• [Problem 1]:
From the USB automount thread below, return the stretch from "Life's a cache, and" through "a problem here.", copied word for word.

═════ Text section ═════

Default USB automount

On Tue, Sep 11, 2012 at 11:51:30PM +0100, Neil Bothwick wrote

> It's the idea of leaving a root console open for all to access that is
> the issue, not the commands you run in it.

Fully agree that's a bad idea. My system uses sudoers. I.e. in
/etc/sudoers.d/001 I have the lines...

user2 d531 = (root) NOPASSWD: /usr/local/bin/ux *
waltdnes d531 = (root) NOPASSWD: /usr/local/bin/ux *

...where /usr/local/bin/ux consists of...

#!/bin/busybox ash
pumount ${1}

...and in my home directory I have ~/bin/um which consists of...

#! /bin/busybox ash
sudo /usr/local/bin/ux ${1}

...So I can, as a regular user, execute at the commandline...

um sdb1

...and /media/sdb1 is unmounted. No need to log on as root or have a
root shell.

--
Walter Dnes <waltdnes@waltdnes.org>
I don't run "desktop environments"; I run useful applications
 
Old 09-12-2012, 08:03 AM
Neil Bothwick
 
Default USB automount

On Tue, 11 Sep 2012 22:47:21 -0400, Walter Dnes wrote:

> Fully agree that's a bad idea. My system uses sudoers. I.e. in
> /etc/sudoers.d/001 I have the lines...
>
> user2 d531 = (root) NOPASSWD: /usr/local/bin/ux *
> waltdnes d531 = (root) NOPASSWD: /usr/local/bin/ux *
>
> ...where /usr/local/bin/ux consists of...
>
> #!/bin/busybox ash
> pumount ${1}
>
> ...and in my home directory I have ~/bin/um which consists of...
>
> #! /bin/busybox ash
> sudo /usr/local/bin/ux ${1}
>
> ...So I can, as a regular user, execute at the commandline...
>
> um sdb1
>
> ...and /media/sdb1 is unmounted. No need to log on as root or have a
> root shell.

I don't understand, why are you using sudo to run pmount when its core
purpose is to be run by normal users?

% whatis pmount
pmount (1) - mount arbitrary hotpluggable devices as normal user


--
Neil Bothwick

Life's a cache, and then you flush...
 
Old 09-12-2012, 11:11 AM
Philip Webb
 
Default USB automount

120911 Neil Bothwick was worried at the idea
of leaving a root console open for all to access:

My machine is not accessible to anyone else, so it's not a problem here.

═════ Entries ═════

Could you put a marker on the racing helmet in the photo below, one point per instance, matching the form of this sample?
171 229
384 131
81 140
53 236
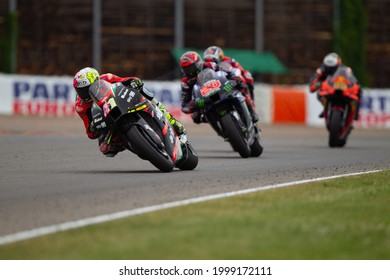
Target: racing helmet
82 81
331 62
213 53
191 63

═════

• [Problem 2]:
Report each line of the rows above that contains the string "helmet". A line counts only if its letters match in case.

• [Correct result 1]:
Life's a cache, and then you flush...
 
Old 09-12-2012, 11:11 AM
Philip Webb
 
Default USB automount

120911 Neil Bothwick was worried at the idea
of leaving a root console open for all to access:

My machine is not accessible to anyone else, so it's not a problem here.

• [Correct result 2]:
Could you put a marker on the racing helmet in the photo below, one point per instance, matching the form of this sample?
Target: racing helmet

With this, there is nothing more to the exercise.